[Stored entries]

========================================

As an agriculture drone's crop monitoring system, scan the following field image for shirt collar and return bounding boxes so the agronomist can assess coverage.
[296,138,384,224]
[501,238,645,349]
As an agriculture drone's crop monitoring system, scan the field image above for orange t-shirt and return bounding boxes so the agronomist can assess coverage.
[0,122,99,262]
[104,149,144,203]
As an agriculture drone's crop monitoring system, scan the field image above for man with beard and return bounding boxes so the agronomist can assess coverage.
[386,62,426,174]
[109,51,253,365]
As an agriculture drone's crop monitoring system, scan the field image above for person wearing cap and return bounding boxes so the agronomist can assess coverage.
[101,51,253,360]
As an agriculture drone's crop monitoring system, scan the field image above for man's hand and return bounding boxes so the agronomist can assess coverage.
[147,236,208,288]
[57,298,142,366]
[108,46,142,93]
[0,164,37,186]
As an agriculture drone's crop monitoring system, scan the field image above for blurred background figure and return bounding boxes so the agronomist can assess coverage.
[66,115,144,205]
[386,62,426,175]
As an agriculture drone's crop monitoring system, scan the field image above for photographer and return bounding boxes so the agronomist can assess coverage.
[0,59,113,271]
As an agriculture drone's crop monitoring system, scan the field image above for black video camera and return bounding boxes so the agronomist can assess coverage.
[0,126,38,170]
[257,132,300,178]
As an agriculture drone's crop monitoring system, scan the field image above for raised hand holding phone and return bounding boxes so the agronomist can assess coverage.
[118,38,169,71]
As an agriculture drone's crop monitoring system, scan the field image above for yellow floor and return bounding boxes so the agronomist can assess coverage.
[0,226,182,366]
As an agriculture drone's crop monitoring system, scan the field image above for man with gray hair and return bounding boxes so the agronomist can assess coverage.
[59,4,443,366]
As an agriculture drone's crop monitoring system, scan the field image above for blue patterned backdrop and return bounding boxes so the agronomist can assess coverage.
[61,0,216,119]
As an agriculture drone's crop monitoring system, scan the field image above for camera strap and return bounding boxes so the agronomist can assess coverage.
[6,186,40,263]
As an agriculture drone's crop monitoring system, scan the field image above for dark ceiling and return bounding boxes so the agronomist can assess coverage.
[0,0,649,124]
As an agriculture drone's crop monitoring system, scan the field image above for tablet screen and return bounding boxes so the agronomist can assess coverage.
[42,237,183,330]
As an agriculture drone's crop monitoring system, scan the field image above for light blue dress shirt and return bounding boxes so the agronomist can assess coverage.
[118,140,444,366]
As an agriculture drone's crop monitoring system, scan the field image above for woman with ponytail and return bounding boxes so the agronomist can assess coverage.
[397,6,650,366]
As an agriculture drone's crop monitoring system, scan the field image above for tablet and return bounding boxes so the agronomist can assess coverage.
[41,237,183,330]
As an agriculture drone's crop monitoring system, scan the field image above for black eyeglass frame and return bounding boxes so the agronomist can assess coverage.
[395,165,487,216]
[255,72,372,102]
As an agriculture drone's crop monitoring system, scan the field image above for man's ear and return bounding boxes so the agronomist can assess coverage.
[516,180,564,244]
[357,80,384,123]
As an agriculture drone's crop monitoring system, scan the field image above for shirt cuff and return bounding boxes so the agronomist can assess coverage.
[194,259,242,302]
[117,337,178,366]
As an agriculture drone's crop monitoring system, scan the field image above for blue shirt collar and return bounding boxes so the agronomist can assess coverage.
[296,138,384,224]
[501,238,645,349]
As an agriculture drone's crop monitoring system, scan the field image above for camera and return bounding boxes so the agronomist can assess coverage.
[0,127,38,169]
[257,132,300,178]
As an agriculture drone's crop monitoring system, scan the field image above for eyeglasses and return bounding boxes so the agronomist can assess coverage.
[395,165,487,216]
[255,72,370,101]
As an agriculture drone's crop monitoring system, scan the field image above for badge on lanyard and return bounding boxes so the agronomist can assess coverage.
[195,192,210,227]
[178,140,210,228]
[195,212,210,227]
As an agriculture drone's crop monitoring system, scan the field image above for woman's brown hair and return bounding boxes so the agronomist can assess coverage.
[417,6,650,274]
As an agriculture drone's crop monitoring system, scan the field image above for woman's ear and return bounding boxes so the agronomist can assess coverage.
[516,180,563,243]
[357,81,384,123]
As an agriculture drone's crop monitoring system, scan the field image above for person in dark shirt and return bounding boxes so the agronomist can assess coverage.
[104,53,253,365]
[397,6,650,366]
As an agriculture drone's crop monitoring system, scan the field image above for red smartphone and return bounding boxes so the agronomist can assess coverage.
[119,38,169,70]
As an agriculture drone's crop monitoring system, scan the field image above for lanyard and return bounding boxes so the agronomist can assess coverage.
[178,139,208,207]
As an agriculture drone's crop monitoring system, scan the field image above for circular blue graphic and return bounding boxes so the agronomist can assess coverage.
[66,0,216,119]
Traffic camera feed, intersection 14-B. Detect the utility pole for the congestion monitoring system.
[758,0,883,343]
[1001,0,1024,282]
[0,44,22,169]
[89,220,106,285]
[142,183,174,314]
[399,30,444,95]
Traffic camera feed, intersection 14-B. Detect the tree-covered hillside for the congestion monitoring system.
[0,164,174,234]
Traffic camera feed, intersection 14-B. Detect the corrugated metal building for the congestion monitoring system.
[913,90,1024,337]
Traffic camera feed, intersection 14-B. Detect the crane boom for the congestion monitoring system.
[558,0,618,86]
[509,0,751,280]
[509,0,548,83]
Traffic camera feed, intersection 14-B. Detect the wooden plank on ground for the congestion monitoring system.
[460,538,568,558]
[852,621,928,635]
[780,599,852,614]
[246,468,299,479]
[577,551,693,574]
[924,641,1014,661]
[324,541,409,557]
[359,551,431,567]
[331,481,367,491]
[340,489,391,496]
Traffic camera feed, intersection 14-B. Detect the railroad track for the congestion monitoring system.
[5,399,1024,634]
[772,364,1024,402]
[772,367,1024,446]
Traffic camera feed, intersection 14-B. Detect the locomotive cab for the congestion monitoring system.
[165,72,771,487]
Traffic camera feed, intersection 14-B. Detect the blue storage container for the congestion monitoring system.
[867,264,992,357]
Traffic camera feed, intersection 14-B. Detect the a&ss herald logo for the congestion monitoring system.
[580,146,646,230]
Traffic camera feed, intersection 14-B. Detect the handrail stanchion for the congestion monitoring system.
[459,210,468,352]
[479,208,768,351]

========================================

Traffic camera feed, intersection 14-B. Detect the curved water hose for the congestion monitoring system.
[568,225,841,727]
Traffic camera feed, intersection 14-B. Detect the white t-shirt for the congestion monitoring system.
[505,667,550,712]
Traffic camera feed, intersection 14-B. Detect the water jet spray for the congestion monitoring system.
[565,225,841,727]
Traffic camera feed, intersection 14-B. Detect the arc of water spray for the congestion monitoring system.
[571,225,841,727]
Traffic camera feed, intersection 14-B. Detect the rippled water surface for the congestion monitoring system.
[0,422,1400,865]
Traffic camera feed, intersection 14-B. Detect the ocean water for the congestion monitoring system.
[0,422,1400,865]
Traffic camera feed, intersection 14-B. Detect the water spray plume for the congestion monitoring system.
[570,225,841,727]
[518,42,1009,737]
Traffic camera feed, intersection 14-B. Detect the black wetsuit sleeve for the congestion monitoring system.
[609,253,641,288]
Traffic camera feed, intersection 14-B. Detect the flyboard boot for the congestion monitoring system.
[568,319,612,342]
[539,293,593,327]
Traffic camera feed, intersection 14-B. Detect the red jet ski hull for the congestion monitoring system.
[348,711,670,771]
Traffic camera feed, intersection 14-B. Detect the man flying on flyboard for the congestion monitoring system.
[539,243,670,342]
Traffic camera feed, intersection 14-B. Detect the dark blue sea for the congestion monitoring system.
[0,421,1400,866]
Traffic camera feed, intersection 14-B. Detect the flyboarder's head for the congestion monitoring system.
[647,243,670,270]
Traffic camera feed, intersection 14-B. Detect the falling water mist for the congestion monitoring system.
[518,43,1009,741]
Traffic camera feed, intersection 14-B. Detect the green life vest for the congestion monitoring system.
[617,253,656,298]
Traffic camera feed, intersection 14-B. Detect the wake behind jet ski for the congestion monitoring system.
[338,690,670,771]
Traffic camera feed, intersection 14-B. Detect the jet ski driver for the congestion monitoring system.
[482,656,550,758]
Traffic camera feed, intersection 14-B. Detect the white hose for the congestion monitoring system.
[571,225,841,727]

========================================

■ **TASK DESCRIPTION**: Write out again, word for word, the stretch of entries that opens with the line containing "above for red" and closes with the line containing "[178,139,208,207]", including both of those lines.

■ **CORRECT ANSWER**:
As an agriculture drone's crop monitoring system, scan the field image above for red smartphone and return bounding boxes so the agronomist can assess coverage.
[119,38,169,70]
As an agriculture drone's crop monitoring system, scan the field image above for lanyard and return bounding boxes so the agronomist can assess coverage.
[178,139,208,207]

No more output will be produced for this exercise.